§ Job: Go through the listing and write out all of it exactly.

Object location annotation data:
──────────
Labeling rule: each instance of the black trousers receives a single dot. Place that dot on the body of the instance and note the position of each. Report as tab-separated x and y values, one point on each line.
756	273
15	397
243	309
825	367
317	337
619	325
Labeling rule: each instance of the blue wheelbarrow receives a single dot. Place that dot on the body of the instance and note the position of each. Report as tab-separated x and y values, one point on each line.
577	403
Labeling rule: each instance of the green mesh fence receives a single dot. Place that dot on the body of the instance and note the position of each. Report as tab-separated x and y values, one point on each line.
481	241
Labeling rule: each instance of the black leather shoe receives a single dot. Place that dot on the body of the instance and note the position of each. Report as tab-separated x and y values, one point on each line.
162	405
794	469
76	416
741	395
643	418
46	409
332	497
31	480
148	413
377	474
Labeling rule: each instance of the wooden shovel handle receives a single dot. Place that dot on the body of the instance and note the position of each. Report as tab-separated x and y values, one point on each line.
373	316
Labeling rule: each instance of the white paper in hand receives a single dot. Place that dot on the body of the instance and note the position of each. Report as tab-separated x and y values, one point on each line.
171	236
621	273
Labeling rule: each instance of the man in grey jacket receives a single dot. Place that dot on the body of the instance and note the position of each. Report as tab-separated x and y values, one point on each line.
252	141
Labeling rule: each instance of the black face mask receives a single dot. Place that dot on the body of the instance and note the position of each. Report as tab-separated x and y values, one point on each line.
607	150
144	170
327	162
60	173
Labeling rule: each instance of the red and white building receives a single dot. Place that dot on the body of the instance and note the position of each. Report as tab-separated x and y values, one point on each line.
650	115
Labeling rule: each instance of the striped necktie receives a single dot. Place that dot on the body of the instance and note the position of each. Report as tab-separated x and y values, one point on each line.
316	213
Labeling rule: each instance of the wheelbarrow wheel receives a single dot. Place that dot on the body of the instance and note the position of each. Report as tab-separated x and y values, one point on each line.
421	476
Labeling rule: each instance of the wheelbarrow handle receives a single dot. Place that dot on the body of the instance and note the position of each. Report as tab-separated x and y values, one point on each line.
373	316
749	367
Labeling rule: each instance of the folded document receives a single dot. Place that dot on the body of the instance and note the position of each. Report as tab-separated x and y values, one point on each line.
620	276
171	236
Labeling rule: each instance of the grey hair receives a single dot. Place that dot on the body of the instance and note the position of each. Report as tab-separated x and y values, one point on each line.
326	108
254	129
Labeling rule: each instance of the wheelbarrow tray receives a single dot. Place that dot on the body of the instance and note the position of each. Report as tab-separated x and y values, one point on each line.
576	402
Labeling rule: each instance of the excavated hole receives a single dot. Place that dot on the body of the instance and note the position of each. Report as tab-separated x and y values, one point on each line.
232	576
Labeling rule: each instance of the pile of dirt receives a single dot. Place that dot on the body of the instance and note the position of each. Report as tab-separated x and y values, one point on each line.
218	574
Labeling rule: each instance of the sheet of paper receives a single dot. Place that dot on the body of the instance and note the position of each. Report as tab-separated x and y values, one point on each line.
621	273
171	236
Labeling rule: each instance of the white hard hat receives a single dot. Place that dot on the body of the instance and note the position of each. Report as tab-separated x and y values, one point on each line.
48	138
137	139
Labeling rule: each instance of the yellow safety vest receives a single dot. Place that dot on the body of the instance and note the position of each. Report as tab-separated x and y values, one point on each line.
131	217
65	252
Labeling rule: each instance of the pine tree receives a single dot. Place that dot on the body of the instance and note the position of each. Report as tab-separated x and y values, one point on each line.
──────────
§ Finished task:
Labeling rule: each instance of the black trousers receives a single dot. Place that dot on the body of the instance and note the position of each. Report as tab-separated x and y values, one point on each line.
756	273
15	397
243	309
825	367
317	337
619	325
Labeling rule: each instance of the blue wheelbarrow receives a single dot. Place that dot on the body of the instance and note the position of each. Report as tab-separated x and y values, one point on each line.
577	403
Labeling rule: each instance of the green mesh fence receives a single dot. Place that dot on the body of the instance and note the position of each. Report as tab-separated x and y values, one point on each line.
481	241
Labeling rule: each instance of the black leather shoe receives a single dot. Place that dot on the body of the instance and note the position of each. Report as tab-separated x and y values, one point on each line.
162	405
794	469
76	416
741	395
643	418
46	409
332	497
31	480
148	413
377	474
Labeling rule: each instance of the wooden shovel handle receives a single dot. Place that dot on the body of the instance and note the position of each. Report as tab-separated x and y values, one point on each line.
373	316
Labeling rule: each instance of the white paper in hand receives a single dot. Place that dot on the body of the instance and note the position of each. Report as tab-separated x and y values, one point on each line.
171	236
621	273
Labeling rule: each instance of the man in grey jacket receives a single dot. Place that dot on the body of the instance and note the position of each. Report as tab-separated x and y values, one point on each line.
252	141
Labeling rule: each instance of the black face mask receives a single dot. Place that dot on the body of the instance and note the position of each. Report as tab-separated x and y values, one point on each line.
607	150
144	170
327	162
60	173
Labeling rule: each instance of the red and white building receives a single dot. Place that dot on the body of the instance and note the position of each. Report as tab-separated x and y values, one point on each line.
650	115
Labeling rule: each instance of the striped necktie receives a single dot. Place that dot on the body of the instance and note the position of each. Report as tab-separated x and y values, one point on each line.
316	213
Labeling rule: each instance of the wheelbarrow wheel receives a single dot. Place that dot on the body of the instance and note the position of each. Report as tab-separated x and y values, one point on each line.
421	476
Labeling rule: each instance of the wheelbarrow handle receives a single dot. Place that dot on the body of the instance and note the position of each. Report as tab-separated x and y values, one point on each line.
373	316
749	367
Labeling rule: each instance of the folded document receives a single dot. Place that dot on the body of the instance and note the position of each. Report as tab-separated x and y values, one point on each line.
620	276
171	236
Labeling rule: each instance of the grey hair receives a single dot. Place that dot on the body of the instance and note the position of each. Report as tab-separated x and y values, one point on each line.
326	108
254	129
Labeling rule: each instance of the wheelbarrow tray receives a single dot. Place that dot on the body of the instance and note the position of each. Report as tab-separated x and y values, one point on each line.
576	402
Labeling rule: each instance of the excavated hole receives a single dot. Place that dot on the body of the instance and note the position of each. Report as tab-separated x and y values, one point on each line.
232	576
Labeling rule: each instance of the pile of dirt receives a single dot. Place that dot on the body of the instance and note the position of each. Report as tab-separated x and y values, one point on each line.
218	574
Labeling rule: each instance of the sheet of paper receives a single dot. Place that dot on the body of the instance and note the position of each. Report as tab-separated x and y values, one point on each line.
621	273
171	236
Labeling rule: each instance of the white hard hat receives a single dot. Place that dot on the body of the instance and note the position of each. Report as tab-separated x and y values, one point on each line.
48	138
137	139
Labeling rule: each instance of the yellow safety vest receives a single dot. Place that dot on the body of the instance and note the position of each. Report as tab-separated x and y values, one point on each line.
131	217
65	252
Labeling rule: each instance of the pine tree receives a single dot. Place that dot on the body of the instance and note the position of each. Report as tab-separated x and y values, one point on each line.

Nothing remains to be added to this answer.